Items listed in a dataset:
┌──

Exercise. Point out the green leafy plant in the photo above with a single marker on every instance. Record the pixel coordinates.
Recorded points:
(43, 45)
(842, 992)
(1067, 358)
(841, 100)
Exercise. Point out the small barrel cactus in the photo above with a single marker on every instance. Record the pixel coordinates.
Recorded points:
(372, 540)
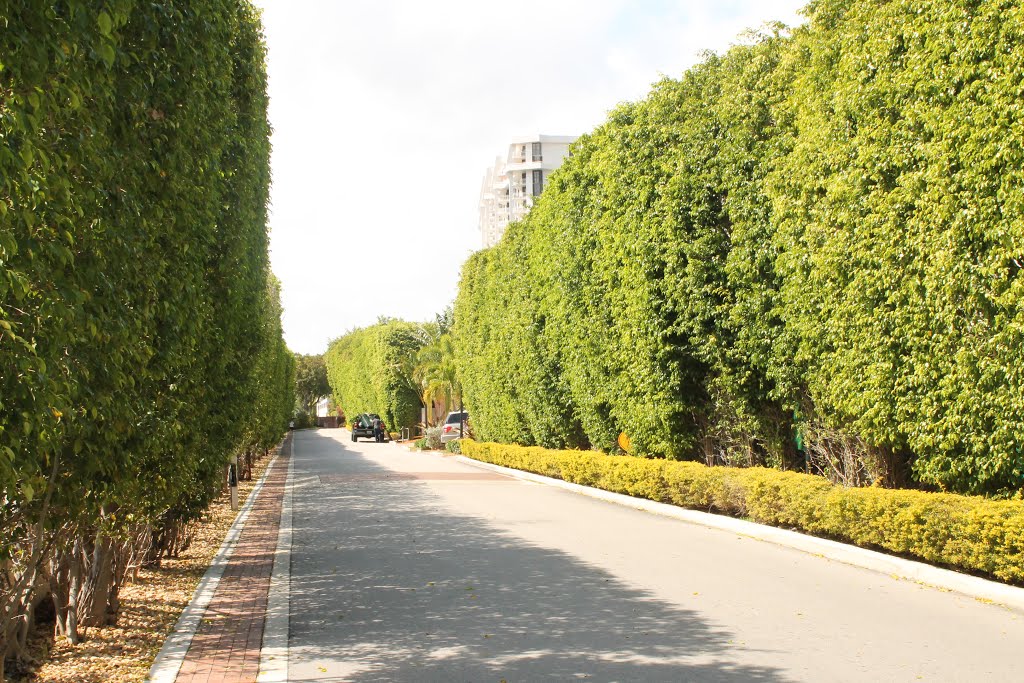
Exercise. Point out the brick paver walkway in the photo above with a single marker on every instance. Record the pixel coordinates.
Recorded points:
(225, 648)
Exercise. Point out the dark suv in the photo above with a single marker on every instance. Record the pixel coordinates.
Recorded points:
(369, 425)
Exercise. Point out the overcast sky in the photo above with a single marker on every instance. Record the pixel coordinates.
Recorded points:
(387, 113)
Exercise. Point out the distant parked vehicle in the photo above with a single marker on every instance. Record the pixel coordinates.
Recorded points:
(454, 424)
(369, 425)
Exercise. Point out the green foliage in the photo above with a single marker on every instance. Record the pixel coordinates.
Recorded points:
(371, 371)
(900, 215)
(958, 531)
(139, 327)
(310, 382)
(805, 252)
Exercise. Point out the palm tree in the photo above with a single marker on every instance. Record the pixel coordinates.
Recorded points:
(435, 374)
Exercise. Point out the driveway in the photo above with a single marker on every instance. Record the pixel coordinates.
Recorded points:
(411, 566)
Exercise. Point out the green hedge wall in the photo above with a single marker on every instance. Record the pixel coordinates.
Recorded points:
(805, 251)
(964, 532)
(371, 371)
(139, 326)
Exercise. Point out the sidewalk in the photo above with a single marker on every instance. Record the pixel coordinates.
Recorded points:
(226, 645)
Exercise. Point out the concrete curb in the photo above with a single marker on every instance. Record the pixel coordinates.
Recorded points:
(172, 654)
(273, 653)
(980, 589)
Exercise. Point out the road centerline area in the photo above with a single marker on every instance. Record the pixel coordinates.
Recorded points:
(406, 569)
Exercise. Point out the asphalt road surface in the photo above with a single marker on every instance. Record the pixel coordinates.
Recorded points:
(411, 566)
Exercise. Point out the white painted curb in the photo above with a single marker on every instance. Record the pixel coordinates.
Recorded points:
(981, 589)
(273, 653)
(172, 654)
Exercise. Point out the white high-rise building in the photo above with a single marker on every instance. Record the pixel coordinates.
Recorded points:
(512, 183)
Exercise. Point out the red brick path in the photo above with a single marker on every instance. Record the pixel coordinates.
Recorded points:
(225, 647)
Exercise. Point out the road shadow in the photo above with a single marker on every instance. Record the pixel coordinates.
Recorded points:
(396, 587)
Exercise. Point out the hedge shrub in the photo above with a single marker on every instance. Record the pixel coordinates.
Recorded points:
(140, 339)
(371, 371)
(805, 251)
(965, 532)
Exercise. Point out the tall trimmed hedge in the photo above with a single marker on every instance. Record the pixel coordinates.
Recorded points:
(805, 252)
(139, 326)
(371, 371)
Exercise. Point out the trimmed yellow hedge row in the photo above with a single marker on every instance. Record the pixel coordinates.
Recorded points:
(960, 531)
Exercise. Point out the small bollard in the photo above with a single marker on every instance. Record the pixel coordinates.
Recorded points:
(232, 481)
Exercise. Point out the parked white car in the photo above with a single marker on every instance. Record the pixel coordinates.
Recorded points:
(452, 429)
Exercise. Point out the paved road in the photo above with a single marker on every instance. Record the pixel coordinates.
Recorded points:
(415, 567)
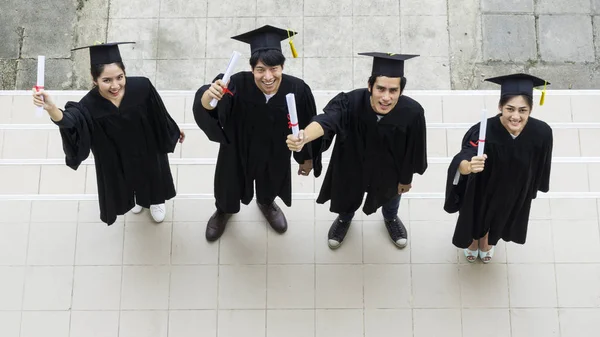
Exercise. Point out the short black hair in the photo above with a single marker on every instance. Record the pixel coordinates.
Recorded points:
(270, 58)
(97, 69)
(504, 99)
(374, 77)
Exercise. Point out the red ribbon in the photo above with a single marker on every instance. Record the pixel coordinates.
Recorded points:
(290, 123)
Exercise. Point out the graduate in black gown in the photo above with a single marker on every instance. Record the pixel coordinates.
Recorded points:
(251, 124)
(380, 145)
(126, 126)
(493, 193)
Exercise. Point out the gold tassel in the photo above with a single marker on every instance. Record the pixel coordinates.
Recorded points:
(292, 47)
(543, 95)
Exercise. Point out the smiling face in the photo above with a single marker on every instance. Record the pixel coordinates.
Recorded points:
(267, 78)
(515, 113)
(111, 82)
(385, 93)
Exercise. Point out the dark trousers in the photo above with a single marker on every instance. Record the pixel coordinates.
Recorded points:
(389, 210)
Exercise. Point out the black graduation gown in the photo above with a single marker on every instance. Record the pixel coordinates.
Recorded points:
(370, 156)
(129, 143)
(252, 135)
(498, 199)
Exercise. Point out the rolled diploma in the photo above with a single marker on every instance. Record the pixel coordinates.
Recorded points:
(482, 129)
(481, 143)
(234, 58)
(291, 102)
(40, 82)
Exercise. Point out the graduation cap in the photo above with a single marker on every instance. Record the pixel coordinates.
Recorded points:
(388, 64)
(519, 84)
(104, 53)
(267, 37)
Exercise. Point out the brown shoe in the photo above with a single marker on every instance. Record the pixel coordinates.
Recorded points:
(216, 225)
(274, 216)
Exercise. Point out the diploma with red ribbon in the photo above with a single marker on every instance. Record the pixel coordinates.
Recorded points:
(482, 129)
(230, 67)
(40, 82)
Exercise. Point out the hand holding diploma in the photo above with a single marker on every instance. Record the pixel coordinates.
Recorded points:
(293, 117)
(482, 130)
(40, 81)
(295, 142)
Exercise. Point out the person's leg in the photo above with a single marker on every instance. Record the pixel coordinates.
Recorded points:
(265, 199)
(339, 229)
(486, 252)
(390, 209)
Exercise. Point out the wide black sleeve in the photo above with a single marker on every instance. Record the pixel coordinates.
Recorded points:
(455, 182)
(165, 128)
(415, 159)
(76, 129)
(307, 110)
(213, 121)
(334, 120)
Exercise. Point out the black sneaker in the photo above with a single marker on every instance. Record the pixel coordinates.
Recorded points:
(337, 233)
(397, 232)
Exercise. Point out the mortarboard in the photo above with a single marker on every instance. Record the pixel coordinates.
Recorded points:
(388, 64)
(519, 84)
(104, 53)
(266, 38)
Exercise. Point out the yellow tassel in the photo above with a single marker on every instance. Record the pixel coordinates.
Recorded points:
(292, 47)
(543, 95)
(294, 52)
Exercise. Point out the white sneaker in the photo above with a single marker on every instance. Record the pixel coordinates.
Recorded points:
(158, 212)
(136, 209)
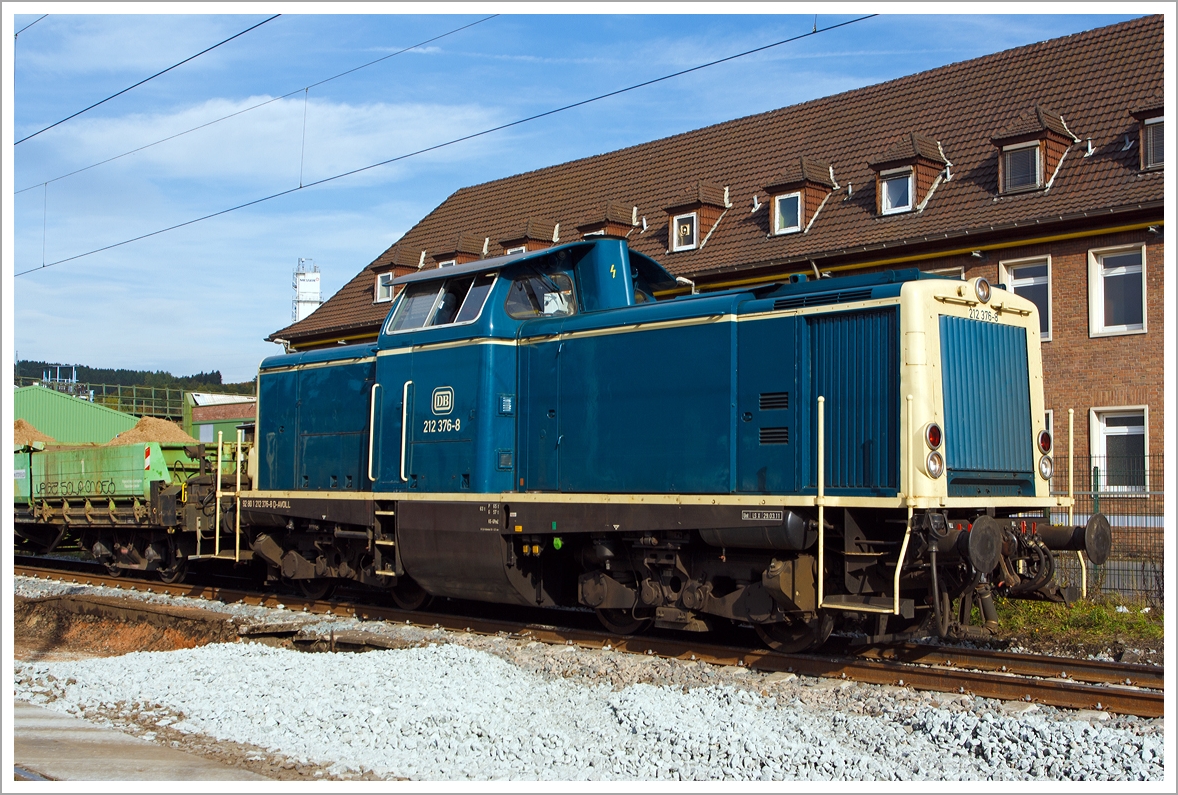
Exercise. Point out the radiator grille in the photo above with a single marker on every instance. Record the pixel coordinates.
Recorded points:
(822, 298)
(771, 401)
(774, 436)
(987, 399)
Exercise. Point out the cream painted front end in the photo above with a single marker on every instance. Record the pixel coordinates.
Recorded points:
(921, 305)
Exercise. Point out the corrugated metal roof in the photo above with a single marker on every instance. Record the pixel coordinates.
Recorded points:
(68, 419)
(218, 398)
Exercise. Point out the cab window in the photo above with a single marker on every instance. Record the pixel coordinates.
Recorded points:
(541, 295)
(439, 304)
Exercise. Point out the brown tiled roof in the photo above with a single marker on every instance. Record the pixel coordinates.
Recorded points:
(800, 170)
(907, 148)
(1033, 120)
(617, 212)
(697, 192)
(1152, 106)
(465, 243)
(534, 229)
(1093, 79)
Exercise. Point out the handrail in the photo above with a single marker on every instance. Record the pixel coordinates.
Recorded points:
(820, 501)
(371, 425)
(237, 498)
(220, 436)
(404, 426)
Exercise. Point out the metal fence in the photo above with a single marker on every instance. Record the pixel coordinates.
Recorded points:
(139, 401)
(1129, 490)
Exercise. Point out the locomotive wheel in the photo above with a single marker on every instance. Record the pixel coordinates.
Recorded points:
(798, 635)
(408, 595)
(623, 622)
(176, 574)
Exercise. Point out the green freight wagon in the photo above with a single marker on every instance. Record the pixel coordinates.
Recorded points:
(144, 505)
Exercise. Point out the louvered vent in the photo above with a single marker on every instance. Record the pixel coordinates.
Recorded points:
(771, 401)
(774, 436)
(840, 297)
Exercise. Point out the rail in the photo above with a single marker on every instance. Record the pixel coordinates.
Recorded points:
(1052, 681)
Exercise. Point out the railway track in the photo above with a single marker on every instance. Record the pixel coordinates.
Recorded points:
(1123, 688)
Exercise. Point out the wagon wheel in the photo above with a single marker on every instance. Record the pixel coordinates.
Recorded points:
(408, 595)
(624, 621)
(796, 635)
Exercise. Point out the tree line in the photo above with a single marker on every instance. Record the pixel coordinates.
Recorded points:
(199, 382)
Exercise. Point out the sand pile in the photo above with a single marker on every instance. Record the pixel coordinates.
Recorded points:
(150, 429)
(25, 434)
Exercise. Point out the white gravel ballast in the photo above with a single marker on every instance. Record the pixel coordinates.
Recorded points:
(452, 713)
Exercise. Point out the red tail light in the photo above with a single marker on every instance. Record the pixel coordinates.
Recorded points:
(1044, 442)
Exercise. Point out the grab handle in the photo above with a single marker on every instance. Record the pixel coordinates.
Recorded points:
(404, 426)
(371, 426)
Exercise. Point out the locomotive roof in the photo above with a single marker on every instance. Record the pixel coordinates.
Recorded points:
(650, 271)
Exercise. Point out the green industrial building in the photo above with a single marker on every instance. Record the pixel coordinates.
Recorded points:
(66, 418)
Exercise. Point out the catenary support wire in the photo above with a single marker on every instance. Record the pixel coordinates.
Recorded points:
(253, 107)
(450, 143)
(146, 79)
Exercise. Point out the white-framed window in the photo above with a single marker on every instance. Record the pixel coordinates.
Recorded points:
(685, 231)
(787, 213)
(957, 271)
(1020, 166)
(1152, 154)
(383, 287)
(1117, 291)
(1031, 279)
(895, 191)
(1120, 448)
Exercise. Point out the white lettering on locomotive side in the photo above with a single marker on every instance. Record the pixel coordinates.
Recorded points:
(443, 401)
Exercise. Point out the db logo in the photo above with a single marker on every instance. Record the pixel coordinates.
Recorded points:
(443, 399)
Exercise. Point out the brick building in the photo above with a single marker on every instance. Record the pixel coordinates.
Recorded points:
(1039, 167)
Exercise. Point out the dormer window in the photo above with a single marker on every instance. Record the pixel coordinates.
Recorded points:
(383, 287)
(1020, 167)
(685, 229)
(799, 193)
(1152, 132)
(907, 173)
(787, 213)
(895, 191)
(1031, 150)
(693, 214)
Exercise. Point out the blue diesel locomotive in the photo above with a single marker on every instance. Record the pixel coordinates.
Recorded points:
(540, 429)
(537, 429)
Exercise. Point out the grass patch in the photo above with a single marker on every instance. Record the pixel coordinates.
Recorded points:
(1087, 622)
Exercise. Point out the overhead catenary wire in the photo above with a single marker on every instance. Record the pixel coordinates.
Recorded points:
(91, 107)
(451, 143)
(28, 26)
(253, 107)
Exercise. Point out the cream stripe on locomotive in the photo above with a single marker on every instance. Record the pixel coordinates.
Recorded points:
(805, 501)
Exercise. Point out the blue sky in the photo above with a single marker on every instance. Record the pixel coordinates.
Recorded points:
(204, 297)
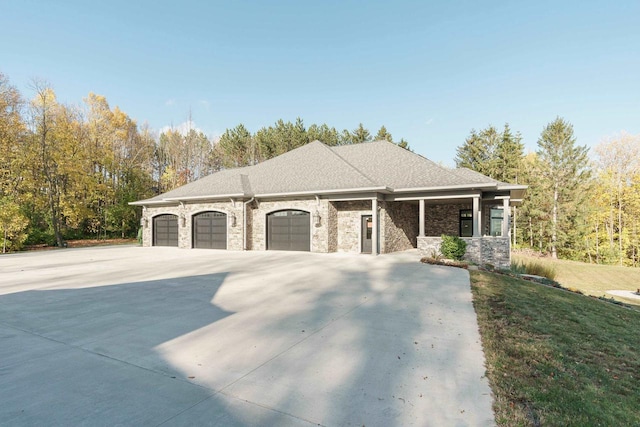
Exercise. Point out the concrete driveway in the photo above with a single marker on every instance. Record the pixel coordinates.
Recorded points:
(164, 336)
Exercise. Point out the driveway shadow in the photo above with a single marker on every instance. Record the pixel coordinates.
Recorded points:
(89, 356)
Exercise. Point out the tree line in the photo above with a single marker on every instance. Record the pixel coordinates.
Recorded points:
(576, 207)
(70, 171)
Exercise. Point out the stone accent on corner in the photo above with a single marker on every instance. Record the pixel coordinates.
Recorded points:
(398, 226)
(480, 250)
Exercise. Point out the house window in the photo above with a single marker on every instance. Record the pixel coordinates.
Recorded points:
(497, 216)
(466, 223)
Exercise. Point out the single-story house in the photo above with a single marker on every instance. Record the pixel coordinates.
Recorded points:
(373, 197)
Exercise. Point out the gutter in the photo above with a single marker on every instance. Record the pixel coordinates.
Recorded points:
(244, 222)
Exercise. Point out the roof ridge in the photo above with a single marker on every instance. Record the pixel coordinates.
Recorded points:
(331, 149)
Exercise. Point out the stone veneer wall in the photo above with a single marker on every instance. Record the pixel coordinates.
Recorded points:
(234, 234)
(349, 221)
(480, 250)
(443, 219)
(399, 226)
(332, 222)
(258, 213)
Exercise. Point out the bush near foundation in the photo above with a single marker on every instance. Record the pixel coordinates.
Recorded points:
(453, 247)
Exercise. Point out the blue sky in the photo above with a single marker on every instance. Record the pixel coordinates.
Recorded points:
(429, 71)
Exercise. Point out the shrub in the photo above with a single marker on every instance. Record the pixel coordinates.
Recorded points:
(534, 268)
(453, 247)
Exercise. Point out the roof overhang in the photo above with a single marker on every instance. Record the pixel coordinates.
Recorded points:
(171, 200)
(326, 192)
(481, 186)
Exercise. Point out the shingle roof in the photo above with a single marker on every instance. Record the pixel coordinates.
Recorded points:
(317, 168)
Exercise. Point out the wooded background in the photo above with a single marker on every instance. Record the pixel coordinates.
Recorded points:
(69, 172)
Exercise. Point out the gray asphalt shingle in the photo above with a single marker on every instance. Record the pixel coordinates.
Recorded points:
(316, 167)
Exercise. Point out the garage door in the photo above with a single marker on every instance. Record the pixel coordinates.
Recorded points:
(210, 230)
(165, 230)
(289, 231)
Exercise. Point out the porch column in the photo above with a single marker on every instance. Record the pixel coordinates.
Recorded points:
(476, 217)
(505, 217)
(374, 229)
(421, 228)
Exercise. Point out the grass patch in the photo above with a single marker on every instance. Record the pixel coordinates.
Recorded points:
(590, 279)
(534, 267)
(556, 358)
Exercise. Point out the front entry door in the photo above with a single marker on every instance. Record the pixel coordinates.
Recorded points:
(367, 231)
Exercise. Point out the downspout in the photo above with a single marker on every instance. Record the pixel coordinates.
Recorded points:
(244, 222)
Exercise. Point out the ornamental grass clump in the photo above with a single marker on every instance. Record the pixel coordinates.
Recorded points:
(453, 247)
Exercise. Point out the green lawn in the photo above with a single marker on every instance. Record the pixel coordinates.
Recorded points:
(591, 279)
(556, 358)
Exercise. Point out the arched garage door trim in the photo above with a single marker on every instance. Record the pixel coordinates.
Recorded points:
(289, 230)
(165, 230)
(209, 230)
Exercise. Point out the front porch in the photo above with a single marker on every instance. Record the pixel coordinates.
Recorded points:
(482, 220)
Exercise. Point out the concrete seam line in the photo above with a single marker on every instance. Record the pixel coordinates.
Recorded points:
(95, 353)
(294, 345)
(186, 409)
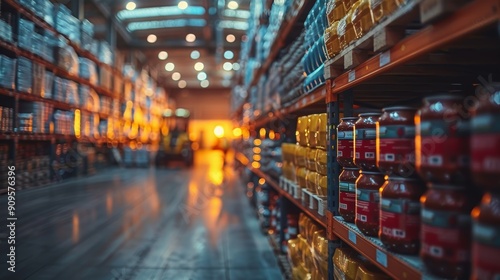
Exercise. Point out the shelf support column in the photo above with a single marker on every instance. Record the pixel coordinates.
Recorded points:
(333, 170)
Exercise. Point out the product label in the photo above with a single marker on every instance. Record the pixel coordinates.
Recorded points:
(446, 235)
(485, 251)
(485, 152)
(367, 206)
(400, 218)
(345, 148)
(347, 196)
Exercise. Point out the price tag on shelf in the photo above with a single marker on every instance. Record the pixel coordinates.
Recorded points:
(381, 258)
(385, 58)
(352, 76)
(352, 237)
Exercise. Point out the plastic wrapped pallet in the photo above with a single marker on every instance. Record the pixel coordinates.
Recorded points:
(5, 31)
(24, 75)
(67, 58)
(38, 79)
(88, 70)
(25, 36)
(7, 72)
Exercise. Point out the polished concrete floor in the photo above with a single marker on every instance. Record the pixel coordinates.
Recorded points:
(140, 224)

└──

The problem. If the string "metal" appears in a line of the entries, report the line.

Written answer.
Exercise. Point out the corrugated metal roof in the photo above with a single marker on every instance. Record the pixel coordinates.
Exercise. Point out the metal fence in the photo above with a single marker on every instance. Record the pixel coordinates.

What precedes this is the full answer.